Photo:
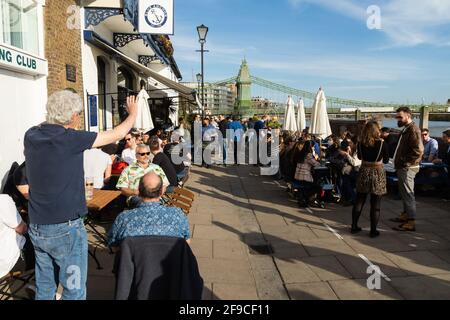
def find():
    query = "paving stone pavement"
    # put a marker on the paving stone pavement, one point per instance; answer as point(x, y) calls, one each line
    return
point(252, 241)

· · · · ·

▶ PROBLEM TO SOLVE:
Lay out every line of the rows above as a numbered list, skipping blank lines and leaving out the pictures.

▶ REPLY TO THE TASK:
1. Photo:
2. def find():
3.     query = "paving stone pavement"
4.     # put a marker on the paving stone pavement, one point per instance; answer as point(x, y) calls, one each line
5.     return
6. point(252, 241)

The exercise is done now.